- Your tasks
A. In the article on the charges against Andrias Ghukasian, who is Ghukasian's attorney?
B. Which crimes does the article on the charges against Andrias Ghukasian say he now stands accused of? List all of them.
C. Pick up the article on the charges against Andrias Ghukasian after its last sentence and continue it.

Armenian law-enforcement authorities have levelled new and more serious criminal charges against one of the organizers of last summer’s rallies held in support of gunmen occupying a police station in Yerevan.
A lawyer for the arrested opposition activist Andrias Ghukasian said on Thursday that his client now stands accused of not only organizing riots but also attempting to seize state buildings, take hostages and illegally acquire weapons and explosives. Under Armenian law, such crimes are punishable by a total of more than ten years in prison.
Ghukasian and other activists led anti-government protesters to the Sari Tagh neighborhood overlooking the seized station late on July 29. Riot police used tear gas and stun grenades to disperse them after they refused to march back to the city center.
Ghukasian and three senior members of the opposition Zharangutyun (Heritage) party were arrested and charged with provoking “mass disturbances.” All of them except Ghukasian were released on bail in the following weeks. The oppositionists deny the accusations as politically motivated.
According to Ghukasian’s attorney, Karen Mezhlumian, investigators now claim that the oppositionist organized the Sari Tagh demonstration to try to break through a police cordon and join the gunmen demanding regime change. Mezhlumian dismissed these accusations as “absurd.” He said that Ghukasian and other protest organizers on the contrary prevented “provocateurs” from getting the angry crowd to enter the police compound in Yerevan’s Erebuni district.

- Given data
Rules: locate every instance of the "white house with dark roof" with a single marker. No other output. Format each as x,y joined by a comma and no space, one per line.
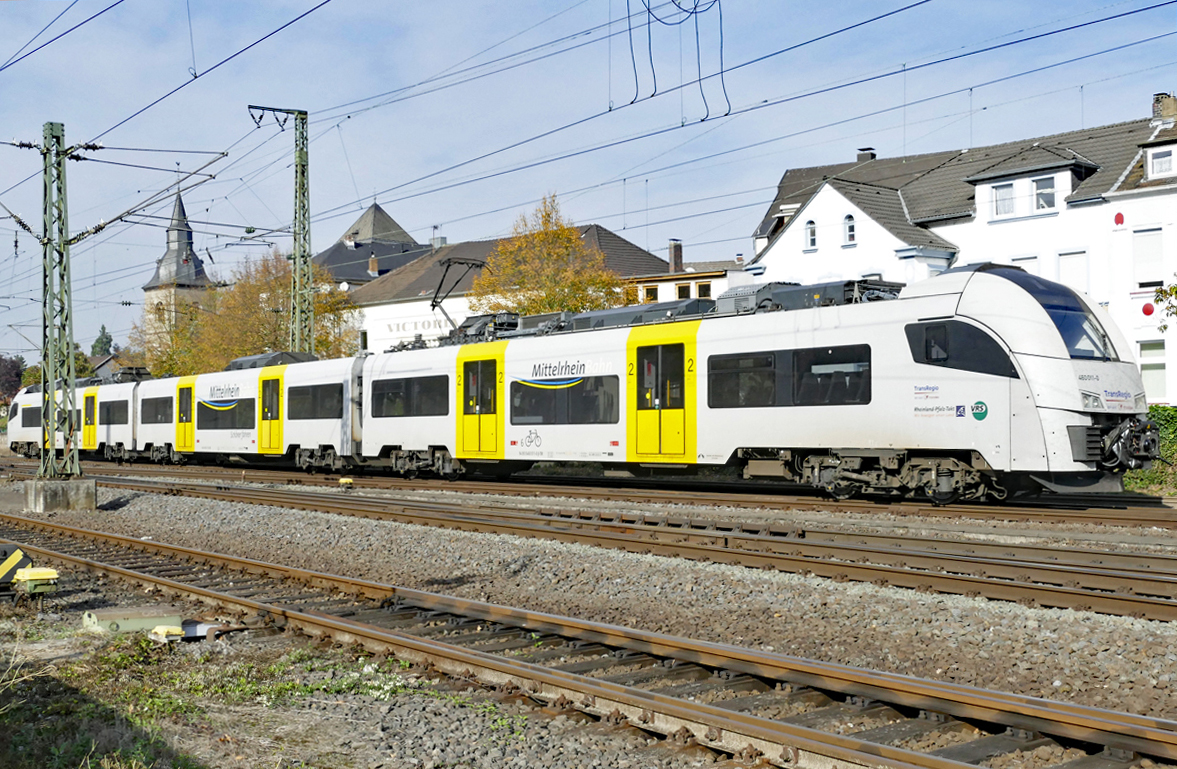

- Responses to the exercise
A. Karen Mezhlumian

B.
- Organizing riots
- Attempting to seize state buildings
- Taking hostages
- Illegally acquiring weapons and explosives

C.
“They accuse [Ghukasian] of something to which he strongly objected,” Mezhlumian told RFE/RL’s Armenian service (Azatutyun.am). The lawyer insisted that his client advocated solely peaceful actions and voiced only “moral support” for the gunmen during the two-week Erebuni standoff.
Ghukasian’s wife, Anahit Tarkhanian, described the additional charges as government retribution for his decision to run in the April 2 parliamentary elections as a candidate of the opposition ORO alliance. During the election campaign Ghukasian issued statements from prison criticizing the authorities.
More than 60 people were injured and hospitalized in the Sari Tagh violence. In a January report, Human Rights Watch (HRW) said that the use of force against the protesters was “excessive and disproportionate.” The New York-based watchdog also said that the authorities have failed to properly punish law-enforcement officials who committed human rights abuses during the crackdown.